● **ÉNONCÉ DE LA TÂCHE**
Reprenez le texte sur l'ouvrage de Pierre contre le mahométisme et poursuivez-le juste après sa dernière phrase.

● **TEXTE DE LECTURE**
◆ ◆ ◆ ◆ ◆

La traduction faite, Pierre engagea saint Bernard à écrire contre les mahométans. L'abbé de Clairvaux ne put ou ne voulut pas (1). Pierre alors écrivit; mais des cinq livres qu'il composa, deux seulement nous sont parvenus. Dans son exorde, Pierre prend exemple de saint Augustin, fléau de l'hérésie, le plus grand et le prince des pères latins, qui fut toujours son auteur de prédilection; puis il défend contre le Coran la vérité et l'identité des livres de l'ancien et du nouveau testament; il discute les prétendues falsifications de l'Écriture sainte; il établit les caractères essentiels du véritable prophète, et combat la mission divine alléguée par Mahomet, avec une telle autorité de raison, une telle abondance d'accusations ironiques, une telle appréciation des rites mahométans et de la vie du faux prophète, une telle série de preuves, que les théologiens modernes n'auraient qu'à profiter de cette substantielle lecture. Mais ce que je remarque surtout, c'est que Pierre juge de la fausseté du mahométisme et de la vérité du christianisme, par cette idée élevée, que Mahomet défend de disputer sur les dogmes de sa religion : il vaut mieux tuer que disputer, ce sont ses paroles; tandis qu'un des grands disciples de Jésus-Christ dit au contraire: Soyez toujours prêts à rendre raison de votre foi et de votre espérance. Connaissez-vous un plus bel hommage rendu à la religion et à l'intelligence humaine?

Si nous avons perdu trois livres de cette belle controverse, nous avons conservé en revanche la table générale des matières renfermées dans les quatre premiers livres. Le premier livre a sept chapitres, le second huit, le troisième huit, le

(1) V. la note M, dans les pièces justificatives.

quatrième cinq, c'est une curiosité bibliographique à consulter. La curiosité n'est pas moins attirée par une espèce de préambule, encore existant, où Pierre parle de l'origine du Coran et de la vie de Mahomet. J'en traduis une partie, pour faire connaître la manière de l'auteur: mes citations d'ailleurs seront nouvelles pour beaucoup de chrétiens.

◆ ◆ ◆ ◆ ◆

● **ENREGISTREMENTS DE DONNÉES**
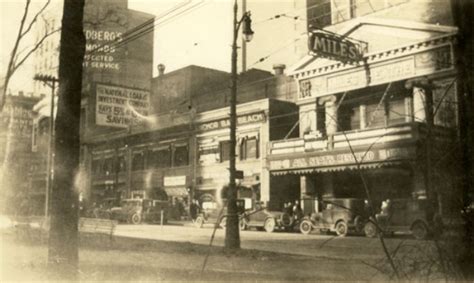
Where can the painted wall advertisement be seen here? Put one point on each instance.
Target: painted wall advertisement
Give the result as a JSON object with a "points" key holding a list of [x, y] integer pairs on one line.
{"points": [[120, 107], [102, 49]]}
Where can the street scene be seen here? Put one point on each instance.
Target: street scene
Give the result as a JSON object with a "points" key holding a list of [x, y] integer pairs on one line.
{"points": [[249, 140]]}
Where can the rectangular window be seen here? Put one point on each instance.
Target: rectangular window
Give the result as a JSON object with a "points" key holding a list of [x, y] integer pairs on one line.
{"points": [[249, 149], [181, 155], [375, 117], [396, 112], [138, 161], [224, 147], [348, 117], [162, 158], [96, 166]]}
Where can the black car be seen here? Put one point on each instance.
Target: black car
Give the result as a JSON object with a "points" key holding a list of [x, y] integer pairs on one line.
{"points": [[136, 211], [340, 215]]}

◆ ◆ ◆ ◆ ◆

● **RÉPONSE ATTENDUE**
« L'abrégé de toute l'hérésie, de toute la fraude diabolique de la secte des Sarrasins ou des Ismaélites, dit Pierre, c'est que, par la plus grande et la plus détestable des erreurs, ils ne croient pas à la Trinité renfermée dans l'unité de Dieu... Ils nient que le Dieu créateur puisse être père, parce qu'ils ne conçoivent pas la paternité sans un acte matériel. Ils ne croient donc pas que le Christ soit fils de Dieu, bien qu'ils avouent qu'il est conçu du Saint-Esprit : ils nient qu'il soit Dieu, mais ils le reconnaissent pour un prophète bon, véridique, exempt de tout mensonge et de tout péché, fils de Marie, engendré sans père, jamais mort, parce qu'il n'a pas mérité de mourir. A les croire, les juifs ont bien voulu le tuer; mais il s'est échappé de leurs mains pour monter dans les cieux. C'est là qu'il doit vivre corporellement, en présence du Créateur, jusqu'à la venue de l'Antechrist. Quand celui-ci viendra, le Christ le tuera avec le glaive de sa vertu, et convertira à sa propre loi le reste des juifs. Quant aux chrétiens, qui ont perdu depuis longtemps sa loi et son évangile, à cause de la disparition du Christ et de la mort de ses apôtres et de ses disciples, le Christ leur enseignera sa loi d'une manière parfaite. En elle, tous les chrétiens seront sauvés avec les premiers disciples. Puis, avec eux et avec toutes les créatures, au son de la trompette de l'archange Séraphim, le Christ lui-même mourra: mais pour ressusciter avec tous, pour les conduire, les défendre au jugement dernier, et non pour les juger; car Dieu seul jugera, et les prophètes et les envoyés de Dieu ne seront, au jour solennel, avec leurs disciples, et pour leurs disciples, que des protecteurs et des intercesseurs.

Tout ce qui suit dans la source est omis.